(Records contained in a dataset)
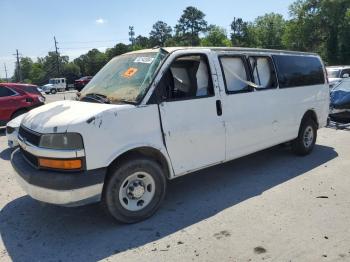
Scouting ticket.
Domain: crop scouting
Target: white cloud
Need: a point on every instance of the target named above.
(100, 21)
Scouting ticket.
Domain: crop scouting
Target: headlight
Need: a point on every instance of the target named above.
(67, 141)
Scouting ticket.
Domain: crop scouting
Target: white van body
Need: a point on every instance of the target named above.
(184, 135)
(55, 85)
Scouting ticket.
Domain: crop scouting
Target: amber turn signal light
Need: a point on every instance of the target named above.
(60, 163)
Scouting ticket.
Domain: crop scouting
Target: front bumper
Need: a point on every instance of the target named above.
(65, 189)
(12, 140)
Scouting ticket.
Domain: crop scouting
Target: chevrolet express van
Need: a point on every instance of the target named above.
(154, 115)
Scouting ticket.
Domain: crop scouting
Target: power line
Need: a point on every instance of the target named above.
(88, 42)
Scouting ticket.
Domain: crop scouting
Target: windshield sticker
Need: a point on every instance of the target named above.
(144, 60)
(130, 72)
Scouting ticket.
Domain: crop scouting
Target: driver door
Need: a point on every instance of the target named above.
(191, 114)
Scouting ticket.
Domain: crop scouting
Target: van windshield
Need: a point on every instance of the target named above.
(125, 78)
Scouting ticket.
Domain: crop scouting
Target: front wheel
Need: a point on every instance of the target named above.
(306, 140)
(134, 190)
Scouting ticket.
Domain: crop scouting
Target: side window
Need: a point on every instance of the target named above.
(188, 77)
(299, 70)
(4, 92)
(263, 72)
(235, 74)
(344, 72)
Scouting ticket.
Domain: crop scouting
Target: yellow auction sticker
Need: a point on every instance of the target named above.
(130, 72)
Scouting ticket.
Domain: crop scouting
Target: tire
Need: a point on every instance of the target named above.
(305, 142)
(134, 191)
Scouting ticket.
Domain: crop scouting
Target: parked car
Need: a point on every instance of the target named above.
(337, 73)
(55, 85)
(16, 99)
(82, 82)
(340, 102)
(12, 129)
(159, 114)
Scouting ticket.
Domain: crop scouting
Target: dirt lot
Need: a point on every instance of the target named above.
(270, 206)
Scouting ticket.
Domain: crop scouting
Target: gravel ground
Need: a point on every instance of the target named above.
(270, 206)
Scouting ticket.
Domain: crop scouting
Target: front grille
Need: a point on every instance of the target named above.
(30, 158)
(29, 136)
(10, 130)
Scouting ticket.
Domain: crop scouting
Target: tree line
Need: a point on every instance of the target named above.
(321, 26)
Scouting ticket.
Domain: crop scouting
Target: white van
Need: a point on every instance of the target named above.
(55, 85)
(153, 115)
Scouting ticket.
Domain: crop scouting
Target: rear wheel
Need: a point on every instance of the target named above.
(305, 142)
(134, 190)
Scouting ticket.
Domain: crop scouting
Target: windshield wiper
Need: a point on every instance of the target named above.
(124, 101)
(94, 97)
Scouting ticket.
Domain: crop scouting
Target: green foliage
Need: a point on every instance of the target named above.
(242, 33)
(142, 42)
(321, 26)
(91, 62)
(190, 25)
(118, 49)
(71, 72)
(216, 36)
(160, 33)
(269, 30)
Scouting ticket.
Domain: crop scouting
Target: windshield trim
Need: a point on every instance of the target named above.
(141, 96)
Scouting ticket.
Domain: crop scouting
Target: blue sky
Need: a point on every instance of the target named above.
(80, 25)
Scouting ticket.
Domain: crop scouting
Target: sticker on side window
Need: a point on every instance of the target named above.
(130, 72)
(144, 60)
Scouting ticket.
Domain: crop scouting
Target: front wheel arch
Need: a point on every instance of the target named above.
(144, 151)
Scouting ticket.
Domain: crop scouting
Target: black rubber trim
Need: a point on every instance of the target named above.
(53, 179)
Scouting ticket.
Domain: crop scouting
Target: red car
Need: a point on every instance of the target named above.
(16, 99)
(82, 82)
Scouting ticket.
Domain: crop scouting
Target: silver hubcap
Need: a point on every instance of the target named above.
(308, 136)
(137, 191)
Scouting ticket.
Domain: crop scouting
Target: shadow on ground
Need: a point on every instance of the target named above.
(32, 231)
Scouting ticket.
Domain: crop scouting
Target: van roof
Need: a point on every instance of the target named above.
(225, 49)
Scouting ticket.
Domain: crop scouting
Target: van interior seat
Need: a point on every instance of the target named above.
(191, 78)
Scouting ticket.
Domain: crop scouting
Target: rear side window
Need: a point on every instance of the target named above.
(294, 71)
(263, 72)
(32, 90)
(235, 74)
(4, 91)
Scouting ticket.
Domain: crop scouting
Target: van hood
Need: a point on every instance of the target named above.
(58, 116)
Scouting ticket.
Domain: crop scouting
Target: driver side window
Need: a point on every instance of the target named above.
(188, 77)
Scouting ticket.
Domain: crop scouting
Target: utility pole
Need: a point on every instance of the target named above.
(19, 73)
(6, 72)
(57, 57)
(132, 35)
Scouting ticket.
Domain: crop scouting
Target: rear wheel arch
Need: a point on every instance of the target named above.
(310, 114)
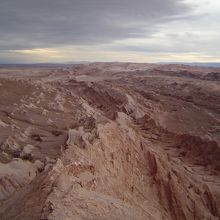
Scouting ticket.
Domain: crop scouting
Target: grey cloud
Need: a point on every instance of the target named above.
(47, 23)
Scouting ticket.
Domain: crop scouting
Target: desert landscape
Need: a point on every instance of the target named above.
(109, 141)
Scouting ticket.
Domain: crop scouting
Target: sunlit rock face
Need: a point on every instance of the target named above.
(110, 141)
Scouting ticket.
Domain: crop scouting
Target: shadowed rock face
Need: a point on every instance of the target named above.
(110, 141)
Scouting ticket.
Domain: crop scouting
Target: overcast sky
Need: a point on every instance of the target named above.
(109, 30)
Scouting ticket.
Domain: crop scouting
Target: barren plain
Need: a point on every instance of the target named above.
(110, 141)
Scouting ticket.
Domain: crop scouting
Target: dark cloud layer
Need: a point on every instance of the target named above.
(47, 23)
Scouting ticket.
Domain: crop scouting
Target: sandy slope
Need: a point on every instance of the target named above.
(110, 141)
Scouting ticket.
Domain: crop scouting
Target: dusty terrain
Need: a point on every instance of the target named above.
(110, 141)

* _REQUIRED TASK_: None of the pictures should appear; repeat the records exactly otherwise.

* _SOLUTION BELOW_:
Scouting ticket.
Domain: crop scouting
Target: white cloud
Need: a point on every instance of the target named above.
(100, 21)
Scouting ticket.
Domain: crop scouting
Target: headlight
Need: a point on every instance of the target named above.
(67, 141)
Scouting ticket.
Domain: crop scouting
Target: white van body
Need: a point on every instance of the target named above.
(184, 135)
(55, 85)
Scouting ticket.
Domain: crop scouting
Target: amber turn signal light
Need: a point on every instance of the target named above.
(60, 163)
Scouting ticket.
Domain: crop scouting
Target: front bumper
Need: a point on every instance of the target named above.
(65, 189)
(12, 140)
Scouting ticket.
Domain: crop scouting
Target: chevrolet express van
Need: a point on every instance of the target named above.
(154, 115)
Scouting ticket.
Domain: crop scouting
Target: power line
Need: a point on every instance of the target named above.
(88, 42)
Scouting ticket.
Domain: crop scouting
Target: windshield sticker
Need: a point on every instance of the target named above.
(144, 60)
(130, 72)
Scouting ticket.
Domain: crop scouting
Target: driver door
Need: a point on every instance of the target named above.
(191, 114)
Scouting ticket.
Domain: crop scouting
Target: van windshield
Need: a point on every instance of the target named above.
(125, 78)
Scouting ticket.
Domain: crop scouting
Target: front wheel
Need: a point on every instance of the target named above.
(306, 140)
(134, 190)
Scouting ticket.
Domain: crop scouting
Target: side window
Need: a point on every instance of the target named above.
(188, 77)
(299, 70)
(4, 92)
(263, 72)
(235, 74)
(344, 72)
Scouting ticket.
Domain: crop scouting
Target: yellow auction sticker
Need: a point on every instance of the target named above.
(130, 72)
Scouting ticket.
Domain: crop scouting
Target: tire
Need: a point on every instance of the target named above.
(305, 142)
(134, 191)
Scouting ticket.
Domain: crop scouting
Target: parked car
Need: a point on every instance of the target named above.
(337, 73)
(55, 85)
(16, 99)
(82, 82)
(340, 102)
(12, 129)
(159, 114)
Scouting ticket.
Domain: crop scouting
Target: dirt lot
Need: a point on every instance of the target named above.
(270, 206)
Scouting ticket.
Domain: crop scouting
Target: gravel ground
Need: a point on every instance of the target named above.
(270, 206)
Scouting ticket.
Domain: crop scouting
Target: front grille
Need: a point on every instance of the target named above.
(30, 158)
(29, 136)
(10, 130)
Scouting ticket.
Domain: crop scouting
Target: tree line
Need: a point on every instance of the target named above.
(321, 26)
Scouting ticket.
Domain: crop scouting
Target: white van
Need: a point on every instance of the target named above.
(55, 85)
(153, 115)
Scouting ticket.
Domain: crop scouting
Target: rear wheel
Need: a point on every instance of the target named above.
(305, 142)
(134, 190)
Scouting ticket.
Domain: crop scouting
Target: windshield wiper
Need: a point on every instance of the target named above.
(124, 101)
(94, 97)
Scouting ticket.
Domain: crop scouting
Target: green foliage
Need: a point on every instance of the target named above.
(242, 33)
(142, 42)
(321, 26)
(91, 62)
(190, 25)
(118, 49)
(71, 72)
(216, 36)
(160, 33)
(269, 30)
Scouting ticket.
Domain: crop scouting
Target: windshield trim
Need: a point on every instance of the target named above.
(141, 96)
Scouting ticket.
Domain: crop scouting
Target: blue sky
Need: a point on every instance of the target named above.
(80, 25)
Scouting ticket.
Domain: crop scouting
Target: sticker on side window
Need: a point on every instance of the target named above.
(130, 72)
(144, 60)
Scouting ticket.
Domain: crop scouting
Target: front wheel arch
Need: a point on every instance of the target named above.
(144, 151)
Scouting ticket.
Domain: crop scouting
Target: black rubber trim
Need: a point on every instance of the target named above.
(53, 179)
Scouting ticket.
Domain: crop scouting
Target: red car
Need: a point on every instance of the target named above.
(16, 99)
(82, 82)
Scouting ticket.
Domain: crop scouting
Target: silver hubcap
Need: a point on every instance of the target named above.
(308, 136)
(137, 191)
Scouting ticket.
Domain: crop scouting
Target: shadow on ground
Need: a point on every instance of the target named above.
(32, 231)
Scouting ticket.
Domain: crop scouting
Target: van roof
Need: a point on every instance of the target named above.
(225, 49)
Scouting ticket.
Domain: crop scouting
Target: van interior seat
Need: a point on every instance of the target named above.
(191, 78)
Scouting ticket.
Domain: crop scouting
Target: rear side window
Need: a point on every instance of the target named above.
(294, 71)
(263, 72)
(32, 90)
(235, 74)
(4, 91)
Scouting ticket.
Domain: crop scouting
Target: van hood
Need: a point on every instance of the target named above.
(58, 116)
Scouting ticket.
Domain: crop scouting
Target: driver side window
Need: a point on every instance of the target named above.
(188, 77)
Scouting ticket.
Domain: crop scouting
Target: utility pole
Need: a point on every instance of the target named above.
(19, 73)
(6, 72)
(57, 57)
(132, 35)
Scouting ticket.
Domain: crop scouting
Target: rear wheel arch
Need: a point on every instance of the target named above.
(310, 114)
Scouting ticket.
Domain: crop scouting
Target: grey cloud
Need: a point on every instance of the target named above.
(47, 23)
Scouting ticket.
Domain: crop scouting
Target: desert landscape
Need: a point on every instance of the target named above.
(109, 141)
Scouting ticket.
Domain: crop scouting
Target: sunlit rock face
Need: a point on every instance of the target named above.
(110, 141)
Scouting ticket.
Domain: crop scouting
Target: shadowed rock face
Need: a point on every instance of the target named above.
(110, 141)
Scouting ticket.
Domain: crop scouting
Target: overcast sky
Need: a point on every instance of the target named above.
(109, 30)
Scouting ticket.
Domain: crop scouting
Target: barren plain
Need: a point on every instance of the target named above.
(110, 141)
Scouting ticket.
Domain: crop scouting
Target: dark cloud layer
Need: a point on every instance of the target named above.
(47, 23)
Scouting ticket.
Domain: crop scouting
Target: sandy slope
Need: a point on every instance of the target named above.
(110, 141)
Scouting ticket.
Domain: crop scouting
Target: dusty terrain
Need: a point on every instance of the target named above.
(110, 141)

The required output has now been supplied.